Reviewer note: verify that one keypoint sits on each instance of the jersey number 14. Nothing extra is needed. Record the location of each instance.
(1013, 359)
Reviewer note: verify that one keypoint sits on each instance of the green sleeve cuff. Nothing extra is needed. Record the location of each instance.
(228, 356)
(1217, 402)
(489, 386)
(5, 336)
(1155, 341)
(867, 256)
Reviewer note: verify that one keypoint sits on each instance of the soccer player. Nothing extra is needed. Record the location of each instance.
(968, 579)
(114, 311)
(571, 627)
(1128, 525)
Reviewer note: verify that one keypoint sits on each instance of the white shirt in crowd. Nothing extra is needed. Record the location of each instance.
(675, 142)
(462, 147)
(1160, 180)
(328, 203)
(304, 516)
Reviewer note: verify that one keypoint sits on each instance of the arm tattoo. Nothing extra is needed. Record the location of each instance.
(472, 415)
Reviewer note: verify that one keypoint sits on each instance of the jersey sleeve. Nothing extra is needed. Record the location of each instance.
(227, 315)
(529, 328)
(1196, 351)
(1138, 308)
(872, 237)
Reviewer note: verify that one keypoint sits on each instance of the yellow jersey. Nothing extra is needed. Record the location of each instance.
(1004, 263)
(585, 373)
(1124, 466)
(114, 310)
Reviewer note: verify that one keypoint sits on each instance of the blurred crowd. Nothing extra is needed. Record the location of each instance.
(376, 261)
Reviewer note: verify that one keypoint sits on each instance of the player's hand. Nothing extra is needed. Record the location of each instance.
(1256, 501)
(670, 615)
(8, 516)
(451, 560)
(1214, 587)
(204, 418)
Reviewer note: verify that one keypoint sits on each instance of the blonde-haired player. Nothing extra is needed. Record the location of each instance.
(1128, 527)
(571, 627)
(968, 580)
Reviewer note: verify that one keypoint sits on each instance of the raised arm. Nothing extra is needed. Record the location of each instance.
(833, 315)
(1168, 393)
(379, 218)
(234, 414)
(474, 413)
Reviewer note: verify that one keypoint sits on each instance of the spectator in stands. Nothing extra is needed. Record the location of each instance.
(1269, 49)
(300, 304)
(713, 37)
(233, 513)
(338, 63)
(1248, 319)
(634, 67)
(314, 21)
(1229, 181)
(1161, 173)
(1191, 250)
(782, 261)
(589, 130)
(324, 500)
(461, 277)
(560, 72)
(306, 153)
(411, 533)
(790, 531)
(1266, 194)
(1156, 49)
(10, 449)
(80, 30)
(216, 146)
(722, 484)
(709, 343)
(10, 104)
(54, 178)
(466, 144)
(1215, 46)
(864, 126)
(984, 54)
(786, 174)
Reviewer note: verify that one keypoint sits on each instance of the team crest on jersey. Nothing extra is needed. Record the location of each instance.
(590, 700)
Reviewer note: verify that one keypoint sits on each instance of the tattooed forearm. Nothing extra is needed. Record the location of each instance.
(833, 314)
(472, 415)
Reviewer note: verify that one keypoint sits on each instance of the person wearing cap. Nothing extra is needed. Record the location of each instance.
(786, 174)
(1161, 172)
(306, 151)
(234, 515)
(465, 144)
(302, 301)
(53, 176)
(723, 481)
________________
# [Your objective]
Every line above must be reproduced exactly as it stands.

# [Solution to the problem]
Reviewer note: verify that one keypoint sits on each instance of the jersey number 14. Nothing extra is needed. Record the location of each instance.
(1013, 359)
Reviewer note: verify that one keypoint sits on each instance of the green sleeve cuff. Nothing extra is needed. Record the location of each instance.
(228, 356)
(1217, 402)
(489, 386)
(5, 336)
(1155, 341)
(867, 256)
Reviewer note: verify that one keypoint sits on each instance of the soccer player. Nothing extra is needed. Record the location of each instance.
(968, 579)
(114, 311)
(571, 627)
(1128, 525)
Reviewer note: verify that one keypoint sits on each instance of the white shirt in crowd. Nothing extra is needed. Record the location of each instance.
(675, 142)
(462, 147)
(1160, 180)
(328, 203)
(304, 516)
Reviewer note: verify that one keypoint sits on each instance of the arm tattoo. Nothing extra is needed. Record the location of each instance.
(472, 415)
Reviewer note: verify that one keypoint sits on each instance of the jersey sleeve. Nothing extra is needed. Record the location of each instance.
(227, 315)
(529, 328)
(1196, 351)
(1138, 308)
(872, 237)
Reviewer note: verify that one keypoint sits on each instance of the yellow jersey. Nothing extra is needed. Record the location of each instance.
(1004, 263)
(585, 373)
(1124, 466)
(114, 310)
Reviewer note: verify that one keypoint sits on each instance of the blurred crowd. Nothing extra is needed. Record the location of each instance.
(376, 261)
Reviewer note: verify that one keypoint sits on each instance of the player's hand. Nothing extra is needed. Record the location of each instance.
(1256, 501)
(670, 615)
(8, 516)
(451, 560)
(1214, 587)
(204, 418)
Reviewer note: verify that one keypoint sits on each instance of the blonde-haired player. Nothing extra is needed. Record the location of each instance.
(1128, 527)
(571, 627)
(968, 580)
Reviewer note: verify that one keypoint sits on each instance of the raised arm. Nothing extra is needed. Record the location of each instance.
(833, 315)
(1168, 393)
(379, 218)
(234, 414)
(474, 413)
Reviewer note: verify that one keypoint sits on each instance of the spectator in stands. Nothing extra is needed. Record the location of each instance.
(1269, 49)
(300, 304)
(713, 37)
(233, 513)
(338, 63)
(1248, 319)
(634, 67)
(314, 21)
(1229, 181)
(1161, 173)
(1191, 250)
(782, 261)
(589, 130)
(324, 500)
(461, 277)
(560, 72)
(306, 153)
(411, 533)
(790, 531)
(1266, 194)
(1156, 49)
(10, 449)
(80, 30)
(216, 146)
(722, 484)
(709, 343)
(10, 104)
(54, 178)
(466, 144)
(1215, 46)
(864, 126)
(984, 54)
(786, 174)
Reviewer note: verify that one keypoint sits on each instance of the team crest on jersey. Nothing extra is needed. Record the location of each instance.
(590, 700)
Reviewer note: verify that one keypoint sits on each instance of the tattooed forearm. Nothing extra is needed. Record the location of each instance.
(833, 314)
(472, 415)
Reviewer note: verify that one keypoint sits on each instance of the person wearing cap. Nothing extra is needed. Record the location of each instance.
(786, 174)
(1161, 172)
(306, 151)
(234, 515)
(465, 144)
(302, 301)
(53, 176)
(723, 481)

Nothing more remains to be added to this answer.